# Written problem:
Copy every line of the material below that contains the string "target". Case counts.

# Input material:

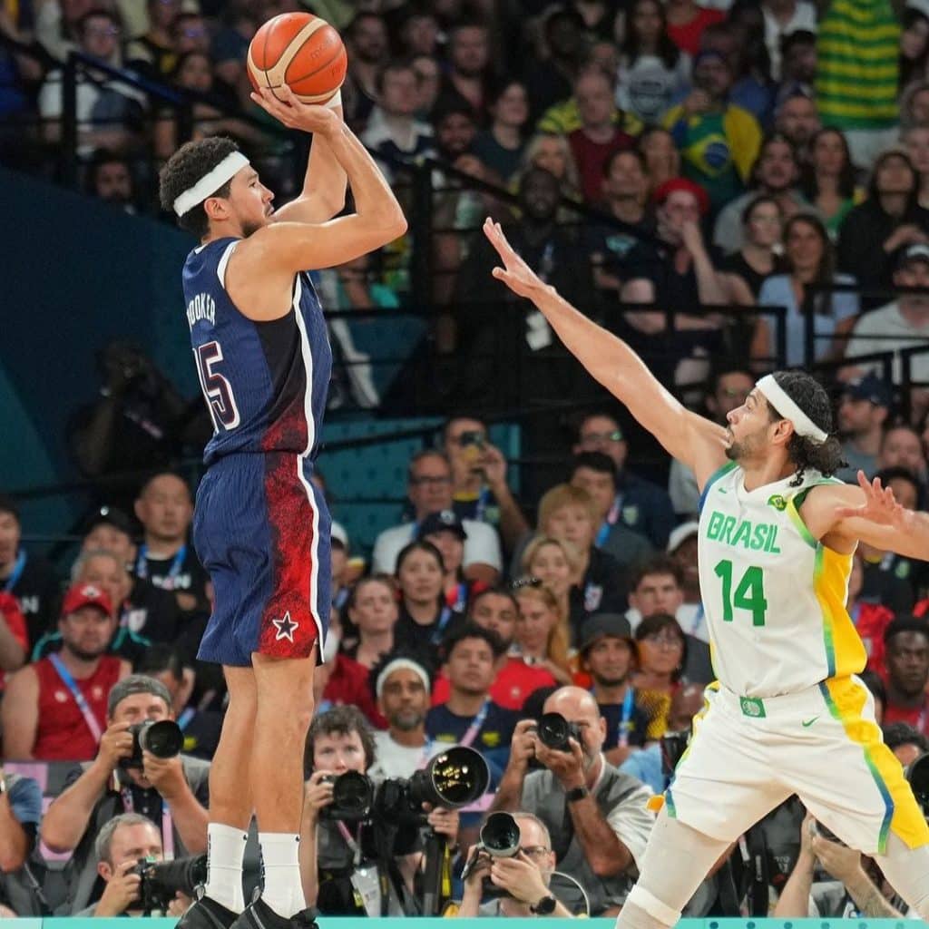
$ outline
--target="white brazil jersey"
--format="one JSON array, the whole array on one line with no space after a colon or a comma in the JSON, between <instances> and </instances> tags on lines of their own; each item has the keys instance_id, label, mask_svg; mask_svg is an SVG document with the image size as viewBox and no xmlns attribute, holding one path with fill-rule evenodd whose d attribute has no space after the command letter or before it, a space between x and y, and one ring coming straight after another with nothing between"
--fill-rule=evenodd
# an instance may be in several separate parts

--

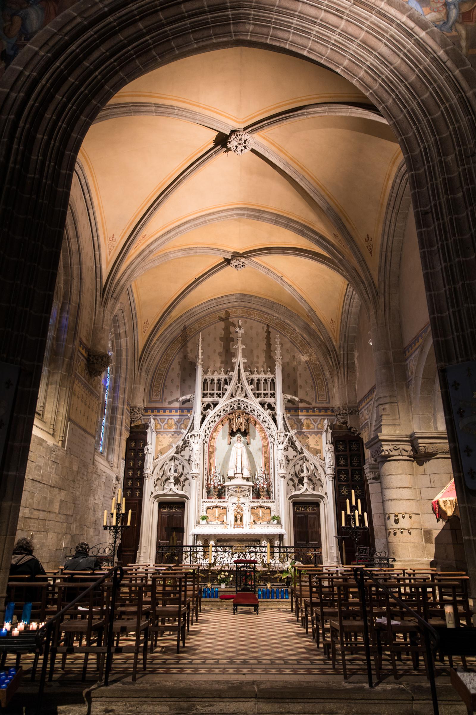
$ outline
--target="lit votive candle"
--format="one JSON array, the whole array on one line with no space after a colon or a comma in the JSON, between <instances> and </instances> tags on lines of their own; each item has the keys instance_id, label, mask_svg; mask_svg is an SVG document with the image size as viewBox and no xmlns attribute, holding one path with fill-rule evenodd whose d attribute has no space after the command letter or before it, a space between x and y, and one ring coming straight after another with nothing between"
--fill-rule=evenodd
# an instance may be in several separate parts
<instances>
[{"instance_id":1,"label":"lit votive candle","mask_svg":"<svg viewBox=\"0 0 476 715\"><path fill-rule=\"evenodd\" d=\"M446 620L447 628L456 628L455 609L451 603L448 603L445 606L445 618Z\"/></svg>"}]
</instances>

==

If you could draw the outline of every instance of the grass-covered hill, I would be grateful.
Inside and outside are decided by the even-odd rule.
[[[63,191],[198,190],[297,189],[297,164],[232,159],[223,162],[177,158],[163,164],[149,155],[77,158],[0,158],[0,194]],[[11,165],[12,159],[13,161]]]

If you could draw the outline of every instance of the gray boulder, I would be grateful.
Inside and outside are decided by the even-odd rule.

# Solution for this exercise:
--target="white brazil jersey"
--target="lit votive candle"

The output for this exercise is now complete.